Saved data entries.
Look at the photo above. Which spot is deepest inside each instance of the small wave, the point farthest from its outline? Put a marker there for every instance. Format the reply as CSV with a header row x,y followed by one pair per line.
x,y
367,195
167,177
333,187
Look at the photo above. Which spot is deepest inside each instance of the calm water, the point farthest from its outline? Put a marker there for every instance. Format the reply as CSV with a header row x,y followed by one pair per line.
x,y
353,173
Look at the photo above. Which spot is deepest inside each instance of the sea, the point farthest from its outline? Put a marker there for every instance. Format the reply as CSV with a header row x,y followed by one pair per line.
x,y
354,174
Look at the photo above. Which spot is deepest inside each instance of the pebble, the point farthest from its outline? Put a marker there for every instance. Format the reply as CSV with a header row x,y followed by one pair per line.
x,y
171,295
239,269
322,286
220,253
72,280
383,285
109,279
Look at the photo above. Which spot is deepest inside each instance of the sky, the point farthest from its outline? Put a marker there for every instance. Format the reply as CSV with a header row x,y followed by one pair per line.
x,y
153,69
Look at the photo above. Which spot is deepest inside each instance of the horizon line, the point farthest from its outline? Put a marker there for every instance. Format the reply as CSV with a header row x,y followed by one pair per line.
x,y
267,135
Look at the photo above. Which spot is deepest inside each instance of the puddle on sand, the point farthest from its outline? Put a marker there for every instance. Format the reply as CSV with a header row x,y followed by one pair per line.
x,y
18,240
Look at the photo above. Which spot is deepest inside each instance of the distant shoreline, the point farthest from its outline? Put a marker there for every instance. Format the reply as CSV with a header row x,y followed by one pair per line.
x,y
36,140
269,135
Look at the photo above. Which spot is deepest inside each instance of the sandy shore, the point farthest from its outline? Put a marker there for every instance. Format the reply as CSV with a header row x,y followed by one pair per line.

Exercise description.
Print all of the data exactly as it was given.

Output below.
Look at the photo above. Which spot is deepest inside each instance of the small wave, the point farthest from its outline? Put a marker there for every instance. Format the reply as CSV with a header row x,y followed by one pair per line.
x,y
367,195
167,177
333,187
Look at the photo above. Which spot is deepest inside each instance of the calm water, the point farthest from its outline? Put a marker there for every instance. Format the reply as CSV with a header row x,y followed by one pair per line.
x,y
353,173
Look at the photo above. Which spot is deepest inside each instance of the sea, the point farthest from its outline? Put a marker there for every instance. Format the reply as CSV with a header row x,y followed by one pair per line.
x,y
354,174
Look at the photo above. Which spot is deepest inside each instance of the pebble, the point farthest from its outline? Put a marker there for every instance. Format the reply as CSV with a header row x,y followed by one pair per line.
x,y
171,295
239,269
322,286
220,253
72,280
383,285
109,279
Look at the photo above. Which spot is deepest inside each instance of the sky, the point farthest from its outline? Put a marker there for every instance. Format the reply as CSV with a header row x,y followed by one pair per line.
x,y
153,69
Look at the photo above. Which spot is deepest inside each instance of the horizon line, the point farthest from its outline? Put a marker there for every instance. Format the reply as CSV with a header row x,y followed by one pair per line.
x,y
267,135
Look at the photo above. Which spot is deepest inside each instance of the puddle on sand, the point farthest from its outline? Put a marker there for every instance. Format the reply as CSV with a header row x,y followed by one pair per line.
x,y
18,240
Look at the photo above. Which spot is deepest inside each instance of the distant shoreline, the point farthest from its outline? Put a marker there for every instance. Format the reply as CSV with a header row x,y followed by one pair per line.
x,y
36,140
269,135
Look at the photo above. Which spot is deepest inside each instance of the sandy shore, the point farthest from its outline? Put a marker there for every instance. Format the reply as CSV with a header row x,y followed by one pair per line.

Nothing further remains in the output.